◆ Work instructions
(1) According to the passage on selfishness, how long was the writer in Japan before coming back to Utah?
(2) From the passage on selfishness, write out the stretch that begins at the words "Selfishness on the" and stops after the words "when they talk.", copying it word for word.

◆ Exercise text

Selfishness on the other hand, is an ugly thing. It's the inverse of selflessness: "concern more with the needs and wishes of yourself than with that of others." When you are selfish, you don't care as much about others as you do about yourself. You go out and you do what pleases you, even if it hurts others. There are obviously a lot of things you could do to be selfish, and I see them in myself all the time. You might have made a commitment to help someone, but you back out because you don't feel like it. You promise to do something, but you don't follow through with it. It might even be interrupting people constantly when they talk.
I see selfishness all the time in myself and in others... And it sucks. I hate it. But it's not just about me. Selfishness is bad for the whole human race. Imagine for a minute if people only cared about themselves and didn't help each other. What happens? You've probably had friends like that. I know I have. And it's easy to see what happens. The world can stop. The world will stop if we don't work together, if we don't care about each other's dreams. If we don't help people live, then this world will fail. It's not hard to see. You can easily find headlines in newspapers about people who walk past someone getting murdered on the street. It's heartbreaking. We'd all like to say we wouldn't be the person to sit back and do nothing, but can we actually say that?
Selfishness is, at its core, the belief that the world revolves around yourself. Sorry to break it to you, but that's a load of bull shit. First off, because the world revolves around the sun it can't revolve around you. And secondly, when you die the world keeps on spinning. Things keep on moving without you. I experienced that when I went to Japan for two years and then came back to Utah. To my absolute bewilderment, the world had actually changed. People had grown up. People were different. The city I lived in was different. The world kept on spinning.

◆ Data records
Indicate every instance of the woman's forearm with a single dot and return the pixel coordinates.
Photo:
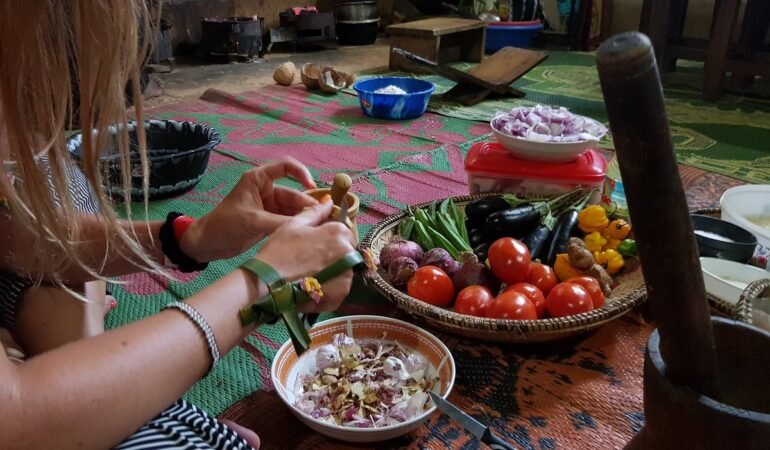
(59, 399)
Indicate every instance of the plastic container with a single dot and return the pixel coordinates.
(511, 34)
(743, 205)
(491, 168)
(394, 106)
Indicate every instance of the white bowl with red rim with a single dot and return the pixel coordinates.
(287, 367)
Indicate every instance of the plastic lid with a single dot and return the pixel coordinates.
(493, 158)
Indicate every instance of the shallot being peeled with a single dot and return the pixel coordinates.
(398, 246)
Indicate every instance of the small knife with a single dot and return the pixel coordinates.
(473, 426)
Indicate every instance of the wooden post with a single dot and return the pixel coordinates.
(658, 207)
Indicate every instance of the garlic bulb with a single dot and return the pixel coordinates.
(327, 356)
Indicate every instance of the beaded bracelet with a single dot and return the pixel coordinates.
(202, 325)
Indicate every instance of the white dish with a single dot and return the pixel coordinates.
(287, 367)
(726, 280)
(555, 152)
(741, 202)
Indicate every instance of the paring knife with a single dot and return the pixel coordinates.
(473, 426)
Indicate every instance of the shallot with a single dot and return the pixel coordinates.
(398, 246)
(472, 272)
(401, 270)
(546, 124)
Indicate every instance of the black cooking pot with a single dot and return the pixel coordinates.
(178, 154)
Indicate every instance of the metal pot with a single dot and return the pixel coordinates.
(356, 12)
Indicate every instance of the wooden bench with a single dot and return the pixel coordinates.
(441, 40)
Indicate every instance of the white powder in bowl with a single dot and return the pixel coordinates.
(391, 90)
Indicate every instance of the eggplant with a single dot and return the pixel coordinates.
(478, 210)
(566, 224)
(512, 222)
(476, 237)
(537, 240)
(481, 251)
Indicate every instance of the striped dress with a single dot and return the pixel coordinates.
(181, 426)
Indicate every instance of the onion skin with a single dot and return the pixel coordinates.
(472, 272)
(440, 258)
(401, 270)
(399, 246)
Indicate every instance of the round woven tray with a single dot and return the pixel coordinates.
(629, 293)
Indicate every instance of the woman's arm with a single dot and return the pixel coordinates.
(96, 392)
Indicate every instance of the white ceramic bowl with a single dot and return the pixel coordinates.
(726, 280)
(741, 202)
(555, 152)
(287, 367)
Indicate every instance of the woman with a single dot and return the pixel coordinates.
(114, 388)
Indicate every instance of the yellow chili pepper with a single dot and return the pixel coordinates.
(618, 229)
(564, 271)
(593, 218)
(611, 260)
(611, 244)
(594, 242)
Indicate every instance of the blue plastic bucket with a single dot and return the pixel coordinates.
(394, 106)
(511, 34)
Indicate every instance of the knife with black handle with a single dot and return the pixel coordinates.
(473, 426)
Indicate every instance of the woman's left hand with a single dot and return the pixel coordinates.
(252, 210)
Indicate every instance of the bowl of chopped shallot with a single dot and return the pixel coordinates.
(364, 378)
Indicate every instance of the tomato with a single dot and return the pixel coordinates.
(509, 260)
(542, 277)
(567, 299)
(473, 301)
(512, 305)
(593, 288)
(534, 294)
(431, 285)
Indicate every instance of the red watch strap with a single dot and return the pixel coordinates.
(180, 225)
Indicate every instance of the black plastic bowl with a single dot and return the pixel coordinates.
(741, 249)
(178, 156)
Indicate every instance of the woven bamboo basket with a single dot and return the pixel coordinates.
(629, 293)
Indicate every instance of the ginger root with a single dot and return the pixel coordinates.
(581, 259)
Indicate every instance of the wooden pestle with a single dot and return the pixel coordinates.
(340, 187)
(658, 207)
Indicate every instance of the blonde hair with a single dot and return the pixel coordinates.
(46, 48)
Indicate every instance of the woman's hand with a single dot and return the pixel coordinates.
(304, 246)
(252, 210)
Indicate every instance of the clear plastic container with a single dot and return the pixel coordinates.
(491, 168)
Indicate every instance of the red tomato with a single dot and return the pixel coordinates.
(567, 299)
(512, 305)
(431, 285)
(473, 301)
(593, 288)
(509, 260)
(542, 277)
(533, 294)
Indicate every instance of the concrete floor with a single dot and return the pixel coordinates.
(192, 77)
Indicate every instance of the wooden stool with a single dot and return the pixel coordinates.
(441, 40)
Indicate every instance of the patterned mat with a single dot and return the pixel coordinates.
(583, 393)
(731, 137)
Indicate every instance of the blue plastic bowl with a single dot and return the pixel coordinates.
(390, 106)
(511, 34)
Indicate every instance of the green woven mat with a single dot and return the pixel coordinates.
(731, 137)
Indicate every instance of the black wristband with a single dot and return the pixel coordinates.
(171, 248)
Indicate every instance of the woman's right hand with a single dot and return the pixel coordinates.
(304, 246)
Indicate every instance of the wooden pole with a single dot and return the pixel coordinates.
(658, 207)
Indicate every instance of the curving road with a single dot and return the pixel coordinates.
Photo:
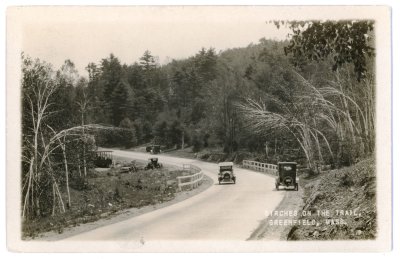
(222, 212)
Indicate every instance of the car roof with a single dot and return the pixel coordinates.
(225, 164)
(287, 163)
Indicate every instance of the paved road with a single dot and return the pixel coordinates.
(222, 212)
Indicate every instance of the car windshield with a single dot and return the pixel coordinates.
(287, 167)
(225, 167)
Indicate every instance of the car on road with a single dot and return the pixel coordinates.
(225, 173)
(287, 175)
(153, 163)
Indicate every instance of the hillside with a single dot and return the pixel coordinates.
(350, 196)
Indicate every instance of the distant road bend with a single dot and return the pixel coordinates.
(222, 212)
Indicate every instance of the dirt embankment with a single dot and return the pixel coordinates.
(335, 205)
(109, 196)
(342, 203)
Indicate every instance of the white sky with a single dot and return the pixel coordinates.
(89, 34)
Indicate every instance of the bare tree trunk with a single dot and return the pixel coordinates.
(183, 139)
(66, 173)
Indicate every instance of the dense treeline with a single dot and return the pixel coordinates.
(273, 97)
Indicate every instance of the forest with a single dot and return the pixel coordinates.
(310, 98)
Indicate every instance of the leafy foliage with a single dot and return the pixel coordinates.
(346, 41)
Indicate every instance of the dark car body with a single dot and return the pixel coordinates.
(287, 175)
(225, 173)
(153, 164)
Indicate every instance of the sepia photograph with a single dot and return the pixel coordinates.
(199, 129)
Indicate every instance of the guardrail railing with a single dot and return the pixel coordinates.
(190, 181)
(262, 167)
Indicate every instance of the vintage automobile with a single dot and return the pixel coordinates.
(153, 163)
(103, 159)
(226, 173)
(153, 149)
(287, 175)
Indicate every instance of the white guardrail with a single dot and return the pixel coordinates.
(262, 167)
(191, 181)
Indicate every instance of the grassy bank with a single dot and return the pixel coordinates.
(106, 193)
(346, 201)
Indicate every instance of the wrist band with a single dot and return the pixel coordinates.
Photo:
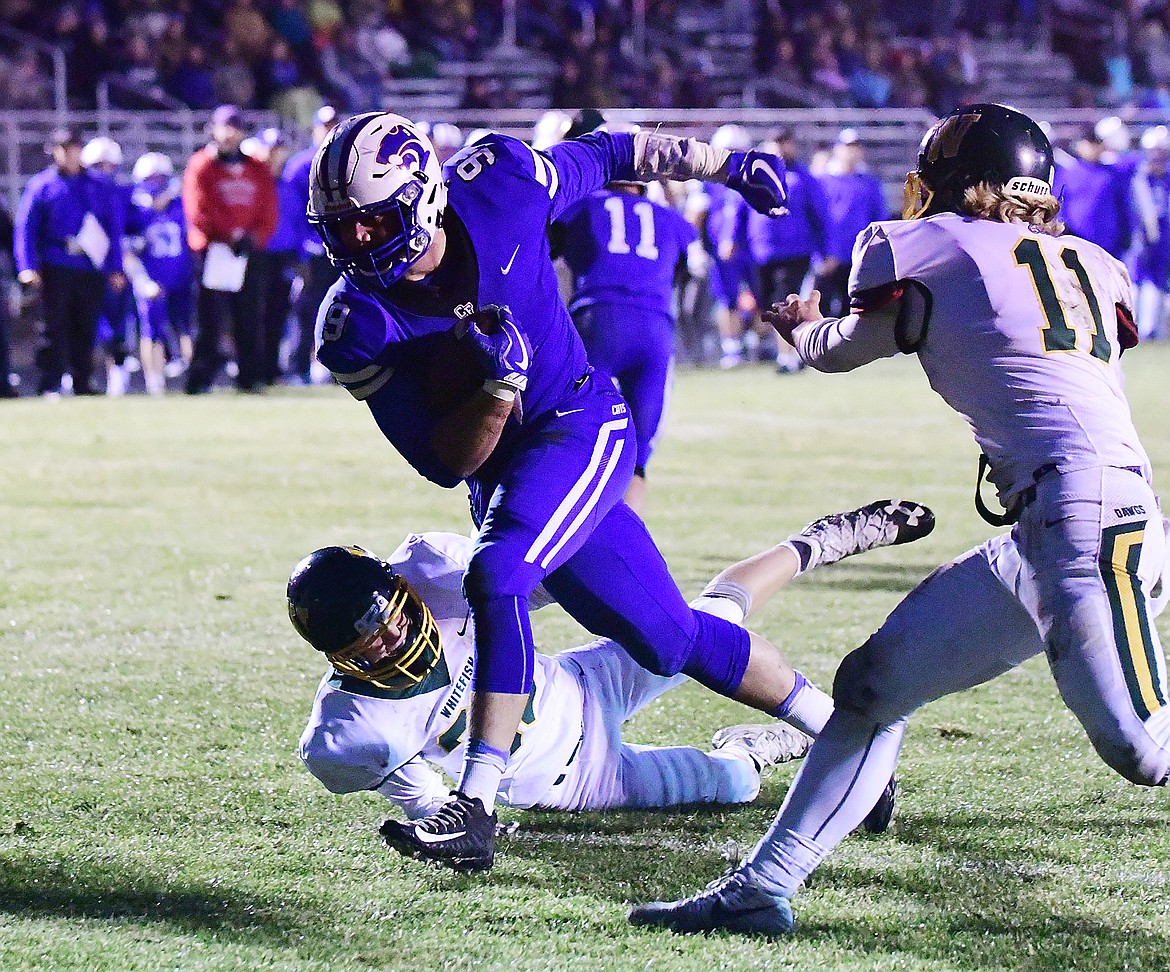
(500, 390)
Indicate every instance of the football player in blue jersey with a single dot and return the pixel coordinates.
(448, 324)
(624, 250)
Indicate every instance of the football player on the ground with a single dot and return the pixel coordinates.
(625, 250)
(400, 643)
(448, 324)
(1020, 331)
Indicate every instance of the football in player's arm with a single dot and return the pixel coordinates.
(1020, 330)
(394, 700)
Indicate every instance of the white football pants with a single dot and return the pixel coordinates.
(1073, 578)
(608, 773)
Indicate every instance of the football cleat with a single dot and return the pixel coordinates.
(764, 745)
(731, 903)
(882, 523)
(460, 834)
(878, 819)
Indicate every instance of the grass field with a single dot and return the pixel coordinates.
(153, 814)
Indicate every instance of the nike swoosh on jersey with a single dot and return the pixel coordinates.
(425, 838)
(514, 336)
(506, 269)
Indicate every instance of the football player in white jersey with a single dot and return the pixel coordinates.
(1020, 331)
(401, 649)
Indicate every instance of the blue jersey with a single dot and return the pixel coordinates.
(802, 232)
(502, 195)
(624, 249)
(165, 255)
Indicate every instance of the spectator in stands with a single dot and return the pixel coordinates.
(229, 202)
(1095, 195)
(784, 249)
(317, 274)
(346, 75)
(950, 71)
(1150, 194)
(232, 77)
(102, 158)
(907, 87)
(854, 198)
(274, 264)
(68, 245)
(715, 213)
(7, 277)
(22, 84)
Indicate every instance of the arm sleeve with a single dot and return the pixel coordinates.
(265, 218)
(576, 167)
(26, 233)
(115, 223)
(415, 788)
(837, 344)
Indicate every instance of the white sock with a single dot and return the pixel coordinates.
(483, 770)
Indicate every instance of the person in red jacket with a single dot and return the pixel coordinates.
(229, 201)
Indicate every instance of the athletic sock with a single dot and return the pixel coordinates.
(807, 708)
(483, 770)
(803, 550)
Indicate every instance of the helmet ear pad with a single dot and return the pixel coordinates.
(374, 164)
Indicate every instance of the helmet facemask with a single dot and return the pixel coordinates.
(418, 646)
(407, 238)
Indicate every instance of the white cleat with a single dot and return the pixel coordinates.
(883, 523)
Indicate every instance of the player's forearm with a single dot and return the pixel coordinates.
(463, 439)
(838, 344)
(659, 156)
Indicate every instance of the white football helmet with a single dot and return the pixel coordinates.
(152, 164)
(377, 164)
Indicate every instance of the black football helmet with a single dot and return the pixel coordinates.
(981, 143)
(342, 598)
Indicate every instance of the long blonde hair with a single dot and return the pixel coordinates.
(985, 201)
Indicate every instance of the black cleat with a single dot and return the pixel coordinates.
(731, 903)
(460, 834)
(878, 819)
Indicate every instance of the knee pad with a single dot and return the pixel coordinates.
(1135, 757)
(493, 572)
(861, 687)
(341, 770)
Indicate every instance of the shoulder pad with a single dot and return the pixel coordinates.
(355, 335)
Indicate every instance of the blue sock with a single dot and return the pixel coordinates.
(483, 769)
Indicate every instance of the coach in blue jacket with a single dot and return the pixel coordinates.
(68, 243)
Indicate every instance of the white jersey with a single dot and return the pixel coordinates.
(1021, 338)
(431, 721)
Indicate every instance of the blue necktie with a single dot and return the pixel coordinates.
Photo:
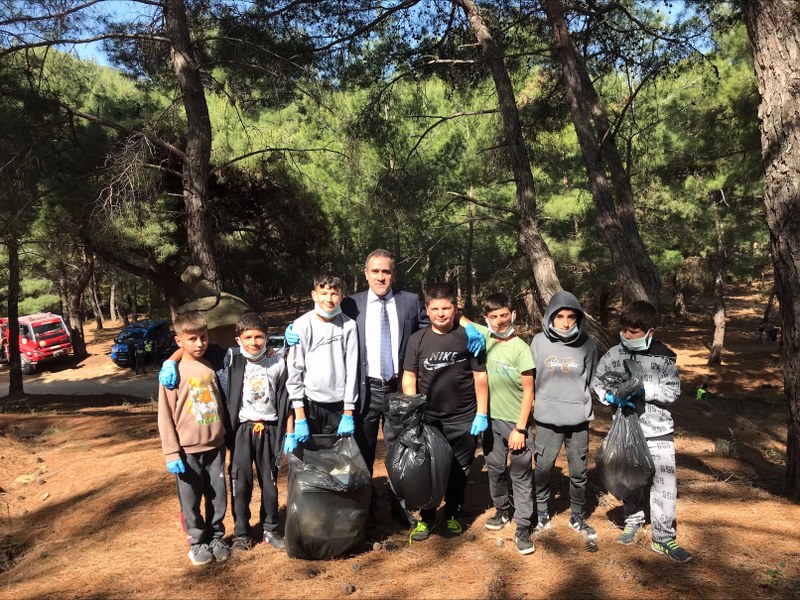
(387, 364)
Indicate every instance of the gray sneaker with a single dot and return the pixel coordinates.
(200, 554)
(498, 520)
(220, 550)
(272, 538)
(543, 523)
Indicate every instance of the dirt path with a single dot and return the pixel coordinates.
(90, 512)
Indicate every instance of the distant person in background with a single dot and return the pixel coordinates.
(148, 352)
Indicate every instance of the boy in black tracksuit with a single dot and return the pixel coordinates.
(257, 417)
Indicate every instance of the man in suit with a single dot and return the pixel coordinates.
(376, 310)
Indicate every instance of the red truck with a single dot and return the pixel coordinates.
(42, 337)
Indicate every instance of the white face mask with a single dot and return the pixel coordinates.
(251, 356)
(639, 344)
(507, 333)
(565, 335)
(324, 313)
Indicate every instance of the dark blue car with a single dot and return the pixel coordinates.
(134, 335)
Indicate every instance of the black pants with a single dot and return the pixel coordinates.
(323, 417)
(254, 443)
(463, 445)
(371, 419)
(204, 479)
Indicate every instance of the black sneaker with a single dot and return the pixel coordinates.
(498, 520)
(671, 549)
(579, 523)
(200, 554)
(272, 538)
(523, 540)
(241, 543)
(543, 523)
(220, 550)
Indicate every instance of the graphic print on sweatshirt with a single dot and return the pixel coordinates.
(202, 399)
(333, 339)
(440, 360)
(565, 364)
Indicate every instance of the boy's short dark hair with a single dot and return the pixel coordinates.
(639, 315)
(379, 253)
(251, 320)
(440, 291)
(190, 322)
(329, 279)
(494, 302)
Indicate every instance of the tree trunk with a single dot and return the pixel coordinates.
(112, 301)
(637, 276)
(14, 360)
(530, 238)
(95, 297)
(198, 143)
(774, 30)
(73, 285)
(768, 307)
(470, 241)
(720, 268)
(679, 299)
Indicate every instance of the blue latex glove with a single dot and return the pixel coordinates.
(475, 340)
(347, 426)
(619, 402)
(290, 336)
(289, 443)
(301, 432)
(479, 424)
(168, 375)
(176, 466)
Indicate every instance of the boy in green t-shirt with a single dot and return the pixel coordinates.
(509, 366)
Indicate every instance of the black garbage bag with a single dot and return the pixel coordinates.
(418, 462)
(624, 459)
(328, 498)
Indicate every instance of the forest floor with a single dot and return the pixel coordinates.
(88, 510)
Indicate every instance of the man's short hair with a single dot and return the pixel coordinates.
(251, 320)
(191, 322)
(329, 279)
(379, 253)
(440, 291)
(639, 315)
(495, 301)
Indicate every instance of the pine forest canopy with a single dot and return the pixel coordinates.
(617, 141)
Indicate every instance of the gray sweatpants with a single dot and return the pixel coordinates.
(204, 478)
(663, 492)
(549, 439)
(518, 469)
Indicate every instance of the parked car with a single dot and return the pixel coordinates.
(43, 337)
(134, 335)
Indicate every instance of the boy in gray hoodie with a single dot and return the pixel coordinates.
(565, 359)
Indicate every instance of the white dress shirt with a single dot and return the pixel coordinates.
(372, 336)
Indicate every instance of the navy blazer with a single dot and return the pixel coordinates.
(411, 316)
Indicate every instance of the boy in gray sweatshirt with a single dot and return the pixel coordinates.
(565, 359)
(322, 367)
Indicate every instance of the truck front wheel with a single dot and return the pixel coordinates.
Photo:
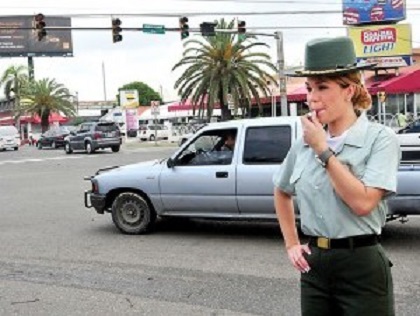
(132, 214)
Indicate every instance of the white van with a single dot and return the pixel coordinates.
(9, 137)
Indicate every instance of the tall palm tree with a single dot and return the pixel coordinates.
(45, 97)
(223, 65)
(13, 80)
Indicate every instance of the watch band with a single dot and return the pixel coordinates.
(325, 156)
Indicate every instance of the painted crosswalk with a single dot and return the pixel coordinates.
(30, 160)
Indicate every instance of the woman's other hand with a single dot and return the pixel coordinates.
(297, 259)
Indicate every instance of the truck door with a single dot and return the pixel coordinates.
(203, 180)
(265, 148)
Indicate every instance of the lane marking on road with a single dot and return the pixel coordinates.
(42, 159)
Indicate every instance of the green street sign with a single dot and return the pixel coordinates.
(153, 29)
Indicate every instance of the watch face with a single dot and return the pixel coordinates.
(320, 161)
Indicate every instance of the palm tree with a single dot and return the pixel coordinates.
(13, 80)
(223, 65)
(45, 97)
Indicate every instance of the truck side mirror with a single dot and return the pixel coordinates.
(170, 163)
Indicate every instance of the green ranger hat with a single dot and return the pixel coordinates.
(329, 56)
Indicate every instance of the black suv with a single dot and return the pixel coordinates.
(91, 136)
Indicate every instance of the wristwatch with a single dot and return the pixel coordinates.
(323, 157)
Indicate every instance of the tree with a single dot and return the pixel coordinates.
(45, 97)
(13, 80)
(223, 65)
(146, 93)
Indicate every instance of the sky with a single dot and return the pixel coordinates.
(150, 58)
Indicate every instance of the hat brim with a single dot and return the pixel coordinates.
(327, 72)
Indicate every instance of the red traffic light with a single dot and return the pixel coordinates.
(184, 28)
(39, 17)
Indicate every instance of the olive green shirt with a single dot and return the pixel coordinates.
(371, 152)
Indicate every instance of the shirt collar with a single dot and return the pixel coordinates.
(357, 132)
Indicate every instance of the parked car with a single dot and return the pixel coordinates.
(409, 138)
(91, 136)
(152, 132)
(53, 137)
(9, 137)
(201, 180)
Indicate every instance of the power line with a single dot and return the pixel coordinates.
(193, 14)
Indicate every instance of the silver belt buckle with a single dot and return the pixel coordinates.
(323, 243)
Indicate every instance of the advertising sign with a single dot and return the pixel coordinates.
(19, 38)
(131, 119)
(154, 110)
(387, 45)
(357, 12)
(129, 101)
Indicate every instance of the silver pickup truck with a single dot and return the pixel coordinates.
(205, 180)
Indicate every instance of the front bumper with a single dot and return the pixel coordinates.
(97, 201)
(102, 143)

◆ Exercise solutions
(1) Two years.

(2)
Selfishness on the other hand, is an ugly thing. It's the inverse of selflessness: "concern more with the needs and wishes of yourself than with that of others." When you are selfish, you don't care as much about others as you do about yourself. You go out and you do what pleases you, even if it hurts others. There are obviously a lot of things you could do to be selfish, and I see them in myself all the time. You might have made a commitment to help someone, but you back out because you don't feel like it. You promise to do something, but you don't follow through with it. It might even be interrupting people constantly when they talk.